### [Цитируемый отрывок]
-- -- --
Перенос производства в регионы мира с низкой оплатой труда породил устойчивую тенденцию к снижению доли трудовых доходов в ВВП развитых стран (Guscina, 2006, p. 4). Поскольку совокупный спрос на товары создается, прежде всего, спросом наемных работников, началось прогрессирующее отставание объема мирового рынка от растущих производственных мощностей. Это вызвало перенакопление капитала в реальном секторе экономики и соответствующее падение доходности производственных инвестиций. Именно на этом фоне возросла выгодность финансовых спекуляций и началось перетекание капитала из производственной в спекулятивную сферу мировой экономики (Greider, 1998). Обсуждаемое явление, как отмечалось, получило название «финанциализации». Она-то и лежит в основе текущего кризиса мирового капиталистического хозяйства.

Как уже отмечалось, новые возможности увеличения такого рода прибылей за счет стран дешевого труда особенно широко открылись в связи с крахом СССР и исчезновением социалистической ориентации в бывшем «третьем мире». По условиям т. н. Вашингтонского консенсуса, рыночным реформам был дан новый импульс, благодаря чему международные корпорации открыли себе новое Эльдорадо. Под шумок внедрения рынка и демократии и пользуясь дешевизной их рабочей силы, транснациональные корпорации стали переносить в периферийные страны трудозатратные, часто грязные, производства. Этот процесс сопровождался давлением международного капитала на национальные правительства с целью добиться нейтрализации профсоюзов, снижения норм безопасности рабочих мест, смягчения законодательства по охране окружающей среды и других мер, способствующих высоким прибылям. Немаловажно и то, что перевод производства из стран центра в периферийные государства позволил снизить заработную плату работникам также дома, что также способствовало увеличению прибылей.
-- -- --
### [Исходные данные]

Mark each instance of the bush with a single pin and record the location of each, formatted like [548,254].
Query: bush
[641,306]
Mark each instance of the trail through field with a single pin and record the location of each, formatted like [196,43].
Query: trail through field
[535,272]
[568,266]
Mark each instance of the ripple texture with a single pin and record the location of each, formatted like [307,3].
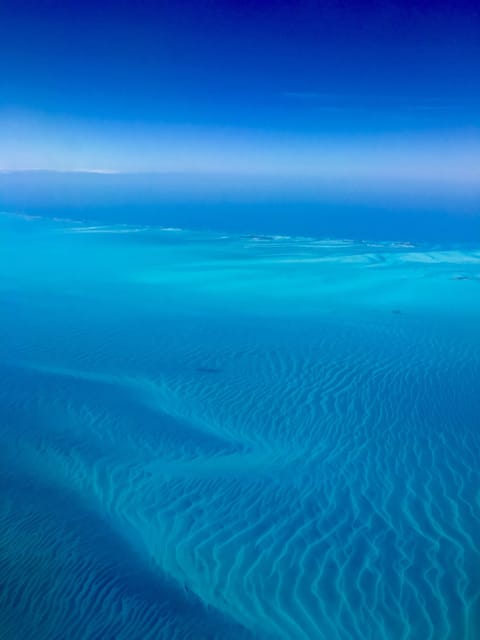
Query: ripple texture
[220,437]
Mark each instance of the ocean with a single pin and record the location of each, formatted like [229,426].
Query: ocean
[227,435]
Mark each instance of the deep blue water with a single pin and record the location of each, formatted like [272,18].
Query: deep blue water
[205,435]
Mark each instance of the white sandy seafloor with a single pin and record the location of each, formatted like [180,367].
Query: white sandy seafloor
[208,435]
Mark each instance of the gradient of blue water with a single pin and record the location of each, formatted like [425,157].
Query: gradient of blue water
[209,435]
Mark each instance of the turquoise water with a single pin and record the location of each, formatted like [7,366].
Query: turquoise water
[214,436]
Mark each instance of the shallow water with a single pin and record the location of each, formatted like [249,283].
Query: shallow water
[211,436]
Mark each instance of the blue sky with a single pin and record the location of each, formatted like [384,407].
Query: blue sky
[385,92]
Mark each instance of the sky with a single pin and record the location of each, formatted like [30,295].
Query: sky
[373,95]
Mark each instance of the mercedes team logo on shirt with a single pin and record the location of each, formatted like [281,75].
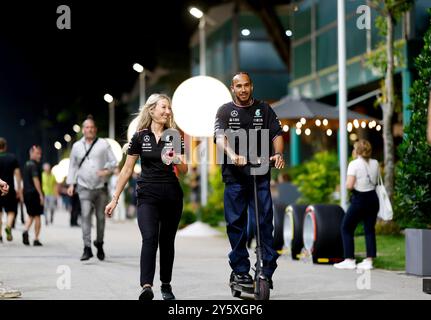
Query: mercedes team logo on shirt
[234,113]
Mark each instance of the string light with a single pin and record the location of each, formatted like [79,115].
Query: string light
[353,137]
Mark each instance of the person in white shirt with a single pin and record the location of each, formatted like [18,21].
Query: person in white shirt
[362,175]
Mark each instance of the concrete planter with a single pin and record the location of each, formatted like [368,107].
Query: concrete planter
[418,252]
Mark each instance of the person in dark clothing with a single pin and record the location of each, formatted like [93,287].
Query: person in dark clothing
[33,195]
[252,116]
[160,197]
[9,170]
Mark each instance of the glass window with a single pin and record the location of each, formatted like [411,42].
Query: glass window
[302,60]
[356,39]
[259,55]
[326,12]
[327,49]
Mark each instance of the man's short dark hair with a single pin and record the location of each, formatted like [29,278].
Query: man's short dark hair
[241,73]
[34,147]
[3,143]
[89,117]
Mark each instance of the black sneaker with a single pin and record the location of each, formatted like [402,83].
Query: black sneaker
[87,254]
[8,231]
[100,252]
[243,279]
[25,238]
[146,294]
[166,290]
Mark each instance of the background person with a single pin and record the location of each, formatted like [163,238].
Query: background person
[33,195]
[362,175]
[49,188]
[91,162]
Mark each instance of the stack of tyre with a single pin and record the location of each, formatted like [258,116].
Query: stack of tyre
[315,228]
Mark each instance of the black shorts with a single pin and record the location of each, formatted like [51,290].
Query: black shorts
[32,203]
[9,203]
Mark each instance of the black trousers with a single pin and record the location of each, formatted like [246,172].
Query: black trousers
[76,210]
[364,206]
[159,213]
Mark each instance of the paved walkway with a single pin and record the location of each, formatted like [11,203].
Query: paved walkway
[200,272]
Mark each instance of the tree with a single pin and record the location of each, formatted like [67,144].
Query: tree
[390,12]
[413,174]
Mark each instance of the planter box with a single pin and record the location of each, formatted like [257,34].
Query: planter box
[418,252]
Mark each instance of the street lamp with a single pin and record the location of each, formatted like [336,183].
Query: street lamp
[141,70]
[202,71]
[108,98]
-- -- --
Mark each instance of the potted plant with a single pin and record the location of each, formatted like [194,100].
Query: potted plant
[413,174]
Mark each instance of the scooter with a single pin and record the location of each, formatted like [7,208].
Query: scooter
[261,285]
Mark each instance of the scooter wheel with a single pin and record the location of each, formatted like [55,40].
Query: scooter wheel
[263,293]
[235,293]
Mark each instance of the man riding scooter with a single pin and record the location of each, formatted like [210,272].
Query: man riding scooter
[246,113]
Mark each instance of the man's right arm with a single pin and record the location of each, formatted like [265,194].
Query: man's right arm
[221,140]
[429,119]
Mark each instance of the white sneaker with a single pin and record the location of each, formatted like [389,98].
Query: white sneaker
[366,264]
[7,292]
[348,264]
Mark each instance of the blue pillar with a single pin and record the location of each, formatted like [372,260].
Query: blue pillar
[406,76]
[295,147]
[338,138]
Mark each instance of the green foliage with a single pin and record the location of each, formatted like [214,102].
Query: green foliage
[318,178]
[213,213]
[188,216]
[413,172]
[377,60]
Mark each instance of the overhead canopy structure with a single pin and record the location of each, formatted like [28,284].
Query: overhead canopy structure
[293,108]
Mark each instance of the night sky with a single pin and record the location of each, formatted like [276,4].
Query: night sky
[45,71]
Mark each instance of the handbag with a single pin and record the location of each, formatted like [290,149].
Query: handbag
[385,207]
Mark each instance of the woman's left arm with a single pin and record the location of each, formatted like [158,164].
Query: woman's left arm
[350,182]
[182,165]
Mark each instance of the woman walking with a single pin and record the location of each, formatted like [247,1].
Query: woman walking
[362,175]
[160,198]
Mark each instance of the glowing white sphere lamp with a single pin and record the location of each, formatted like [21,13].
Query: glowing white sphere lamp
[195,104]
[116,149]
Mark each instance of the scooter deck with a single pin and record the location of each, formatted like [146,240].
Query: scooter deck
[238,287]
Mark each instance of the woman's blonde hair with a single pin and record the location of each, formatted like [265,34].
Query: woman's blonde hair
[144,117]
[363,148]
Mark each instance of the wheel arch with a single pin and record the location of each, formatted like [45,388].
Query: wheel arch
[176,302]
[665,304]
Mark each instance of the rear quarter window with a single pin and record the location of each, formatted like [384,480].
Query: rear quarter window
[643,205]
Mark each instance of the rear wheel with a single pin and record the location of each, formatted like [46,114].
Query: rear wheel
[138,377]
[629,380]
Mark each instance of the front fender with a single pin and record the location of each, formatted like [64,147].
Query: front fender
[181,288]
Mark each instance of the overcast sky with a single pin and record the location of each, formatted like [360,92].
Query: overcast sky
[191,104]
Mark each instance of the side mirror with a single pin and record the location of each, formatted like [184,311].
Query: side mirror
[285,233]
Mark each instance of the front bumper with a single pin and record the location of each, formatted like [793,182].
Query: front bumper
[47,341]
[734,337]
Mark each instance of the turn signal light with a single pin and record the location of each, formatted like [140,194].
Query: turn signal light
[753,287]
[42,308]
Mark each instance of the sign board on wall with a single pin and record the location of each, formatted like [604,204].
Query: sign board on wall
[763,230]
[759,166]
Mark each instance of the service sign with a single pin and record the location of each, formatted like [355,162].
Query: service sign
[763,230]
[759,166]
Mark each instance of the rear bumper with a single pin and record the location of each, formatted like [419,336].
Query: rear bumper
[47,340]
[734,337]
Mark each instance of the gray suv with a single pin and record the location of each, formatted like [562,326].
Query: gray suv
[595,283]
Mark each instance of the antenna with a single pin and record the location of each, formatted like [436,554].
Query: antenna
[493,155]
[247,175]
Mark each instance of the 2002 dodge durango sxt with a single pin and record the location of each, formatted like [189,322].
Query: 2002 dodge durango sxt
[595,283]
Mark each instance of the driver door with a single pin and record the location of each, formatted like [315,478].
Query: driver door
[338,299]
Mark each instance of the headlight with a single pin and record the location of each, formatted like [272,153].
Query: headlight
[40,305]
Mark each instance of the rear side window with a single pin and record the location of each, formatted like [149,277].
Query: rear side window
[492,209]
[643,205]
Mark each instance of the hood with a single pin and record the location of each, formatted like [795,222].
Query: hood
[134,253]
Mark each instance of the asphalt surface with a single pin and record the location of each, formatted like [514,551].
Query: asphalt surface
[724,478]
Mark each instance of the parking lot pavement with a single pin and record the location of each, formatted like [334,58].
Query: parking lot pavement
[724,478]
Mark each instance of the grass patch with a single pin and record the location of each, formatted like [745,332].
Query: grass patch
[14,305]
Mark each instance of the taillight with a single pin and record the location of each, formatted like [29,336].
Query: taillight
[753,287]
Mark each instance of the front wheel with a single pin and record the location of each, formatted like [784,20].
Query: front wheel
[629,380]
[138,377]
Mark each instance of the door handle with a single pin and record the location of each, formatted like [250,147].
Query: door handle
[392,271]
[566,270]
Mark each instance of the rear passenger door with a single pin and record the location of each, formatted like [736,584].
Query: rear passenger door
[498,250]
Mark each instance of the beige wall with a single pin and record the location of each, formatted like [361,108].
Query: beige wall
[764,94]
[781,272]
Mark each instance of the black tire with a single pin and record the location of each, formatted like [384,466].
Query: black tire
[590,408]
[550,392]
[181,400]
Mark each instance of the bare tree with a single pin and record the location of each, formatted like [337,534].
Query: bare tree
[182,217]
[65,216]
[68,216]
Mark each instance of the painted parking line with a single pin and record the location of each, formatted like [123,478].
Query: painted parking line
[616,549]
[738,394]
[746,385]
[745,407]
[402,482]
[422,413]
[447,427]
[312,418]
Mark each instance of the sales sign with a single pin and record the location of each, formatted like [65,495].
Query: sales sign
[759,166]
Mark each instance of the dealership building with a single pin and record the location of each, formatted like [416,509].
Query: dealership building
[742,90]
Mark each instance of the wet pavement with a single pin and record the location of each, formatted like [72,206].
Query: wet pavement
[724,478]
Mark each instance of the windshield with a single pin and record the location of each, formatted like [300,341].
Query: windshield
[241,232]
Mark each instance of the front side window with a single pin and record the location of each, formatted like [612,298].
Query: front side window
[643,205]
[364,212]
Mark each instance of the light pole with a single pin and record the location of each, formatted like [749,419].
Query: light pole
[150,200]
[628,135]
-- -- --
Перепишите отрывок о финанциализации, начиная со слов «Перенос производства в» и до слов «мирового капиталистического хозяйства.» включительно, подставив везде «средств» вместо «капитала». Строки здесь никакой роли не играют.

Перенос производства в регионы мира с низкой оплатой труда породил устойчивую тенденцию к снижению доли трудовых доходов в ВВП развитых стран (Guscina, 2006, p. 4). Поскольку совокупный спрос на товары создается, прежде всего, спросом наемных работников, началось прогрессирующее отставание объема мирового рынка от растущих производственных мощностей. Это вызвало перенакопление средств в реальном секторе экономики и соответствующее падение доходности производственных инвестиций. Именно на этом фоне возросла выгодность финансовых спекуляций и началось перетекание средств из производственной в спекулятивную сферу мировой экономики (Greider, 1998). Обсуждаемое явление, как отмечалось, получило название «финанциализации». Она-то и лежит в основе текущего кризиса мирового капиталистического хозяйства.